╭─ Input records

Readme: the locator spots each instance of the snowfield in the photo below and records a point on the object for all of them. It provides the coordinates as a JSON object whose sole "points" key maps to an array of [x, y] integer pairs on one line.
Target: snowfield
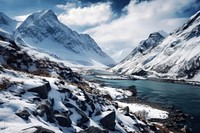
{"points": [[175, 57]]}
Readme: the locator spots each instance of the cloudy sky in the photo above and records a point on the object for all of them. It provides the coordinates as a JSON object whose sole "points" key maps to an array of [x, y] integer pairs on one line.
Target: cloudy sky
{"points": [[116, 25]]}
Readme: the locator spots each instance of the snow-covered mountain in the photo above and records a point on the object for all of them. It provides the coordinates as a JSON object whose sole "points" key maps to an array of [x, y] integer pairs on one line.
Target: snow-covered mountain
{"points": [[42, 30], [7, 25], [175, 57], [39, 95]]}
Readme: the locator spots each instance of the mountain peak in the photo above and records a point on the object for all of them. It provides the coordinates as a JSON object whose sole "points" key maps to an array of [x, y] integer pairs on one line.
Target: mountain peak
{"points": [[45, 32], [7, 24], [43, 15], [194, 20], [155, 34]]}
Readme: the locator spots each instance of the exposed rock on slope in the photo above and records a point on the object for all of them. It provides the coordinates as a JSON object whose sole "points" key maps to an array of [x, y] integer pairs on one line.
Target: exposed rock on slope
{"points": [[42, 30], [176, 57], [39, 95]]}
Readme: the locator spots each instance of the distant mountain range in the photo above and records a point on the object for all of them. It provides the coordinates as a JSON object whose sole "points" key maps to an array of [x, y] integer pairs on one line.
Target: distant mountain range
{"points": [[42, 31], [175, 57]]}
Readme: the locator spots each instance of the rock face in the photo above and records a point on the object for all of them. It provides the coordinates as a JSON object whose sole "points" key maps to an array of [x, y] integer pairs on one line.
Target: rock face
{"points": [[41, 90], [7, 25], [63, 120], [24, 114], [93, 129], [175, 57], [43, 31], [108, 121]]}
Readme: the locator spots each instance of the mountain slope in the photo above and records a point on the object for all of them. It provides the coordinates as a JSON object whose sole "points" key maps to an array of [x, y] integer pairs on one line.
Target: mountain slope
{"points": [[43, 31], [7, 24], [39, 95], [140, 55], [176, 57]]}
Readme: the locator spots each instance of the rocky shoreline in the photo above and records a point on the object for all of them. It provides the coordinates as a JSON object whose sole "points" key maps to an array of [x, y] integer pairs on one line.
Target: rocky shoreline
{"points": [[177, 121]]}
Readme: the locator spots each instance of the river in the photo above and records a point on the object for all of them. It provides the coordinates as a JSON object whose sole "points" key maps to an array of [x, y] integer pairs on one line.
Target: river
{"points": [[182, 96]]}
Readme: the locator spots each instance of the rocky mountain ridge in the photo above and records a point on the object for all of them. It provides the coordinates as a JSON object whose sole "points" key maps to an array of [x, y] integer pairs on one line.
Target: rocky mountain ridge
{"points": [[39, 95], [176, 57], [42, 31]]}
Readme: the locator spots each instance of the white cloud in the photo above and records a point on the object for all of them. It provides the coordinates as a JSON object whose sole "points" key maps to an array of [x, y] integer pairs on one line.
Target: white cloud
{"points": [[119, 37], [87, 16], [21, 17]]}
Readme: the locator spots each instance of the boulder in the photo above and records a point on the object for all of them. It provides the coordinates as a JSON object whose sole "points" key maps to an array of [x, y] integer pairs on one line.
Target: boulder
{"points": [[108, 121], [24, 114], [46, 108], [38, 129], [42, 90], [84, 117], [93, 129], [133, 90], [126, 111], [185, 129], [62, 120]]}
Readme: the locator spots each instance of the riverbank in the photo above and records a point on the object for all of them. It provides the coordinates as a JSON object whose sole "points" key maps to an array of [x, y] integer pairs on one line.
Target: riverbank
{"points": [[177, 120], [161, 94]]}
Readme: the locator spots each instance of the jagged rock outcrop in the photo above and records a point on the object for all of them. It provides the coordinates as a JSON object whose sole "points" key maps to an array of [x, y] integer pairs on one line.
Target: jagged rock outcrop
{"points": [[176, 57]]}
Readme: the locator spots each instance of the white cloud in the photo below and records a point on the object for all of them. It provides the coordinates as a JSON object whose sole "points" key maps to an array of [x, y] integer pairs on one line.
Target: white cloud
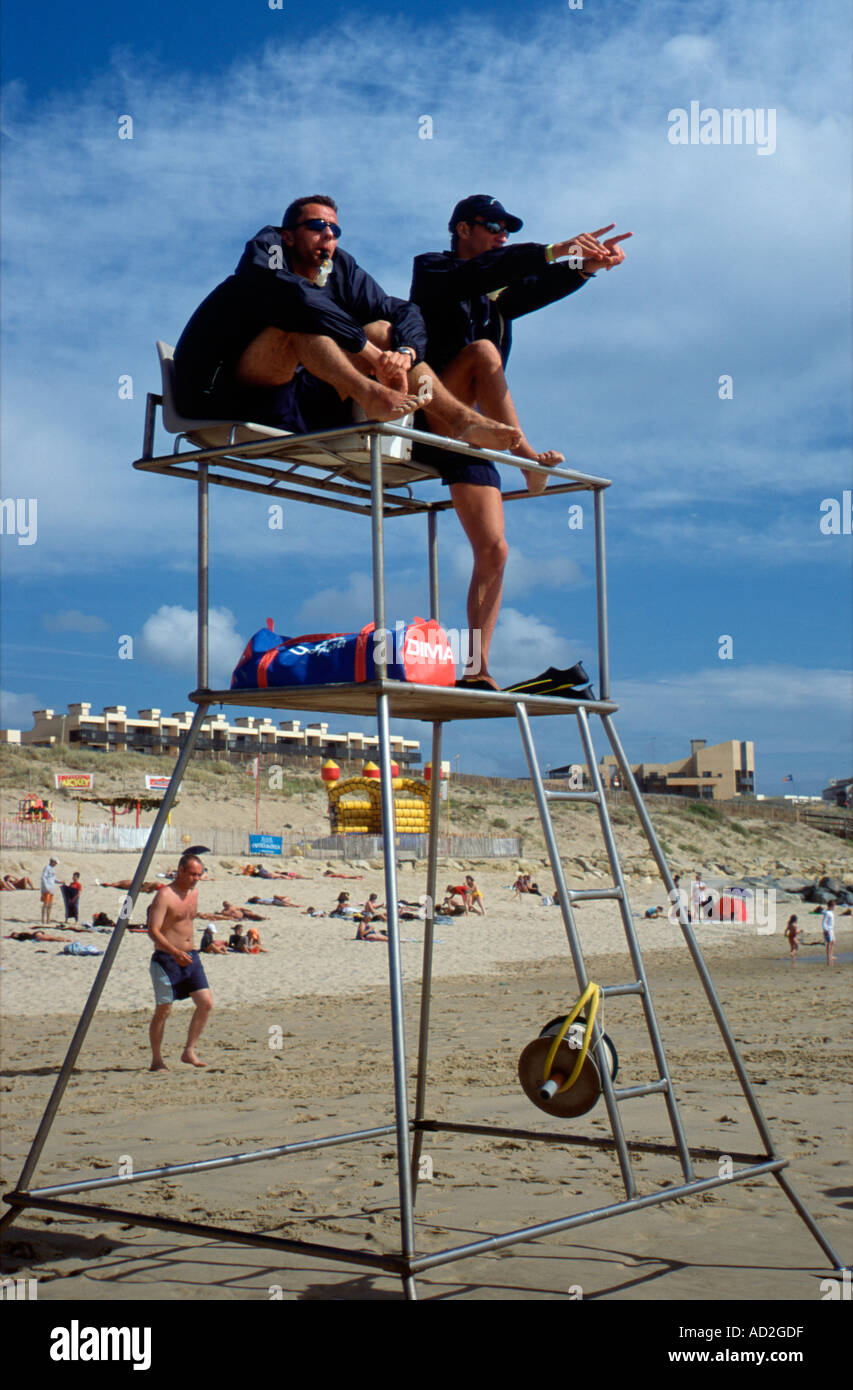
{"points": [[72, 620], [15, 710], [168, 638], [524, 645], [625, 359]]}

╰─

* **To do**
Above are the records; copy exactly the lines from the line with "Readme: the locator spots each instance of the river in" through the line with "Readme: the locator spots each instance of the rocky mountain", both included.

* **Response for this exercise**
Readme: the locator spots each instance of the river in the photo above and records a point on the object for all of them. It provides the coordinates as a JSON object whose sole "points" key maps to an array of [x, y] integer pairs on one line.
Target: river
{"points": [[182, 96]]}
Readme: the locator spots each instance of the rocky mountain ridge in the photo above and records a point on the object for all of them. It provides the coordinates as a JSON object whose sole "points" key maps to an array of [x, y] integer pairs on one line.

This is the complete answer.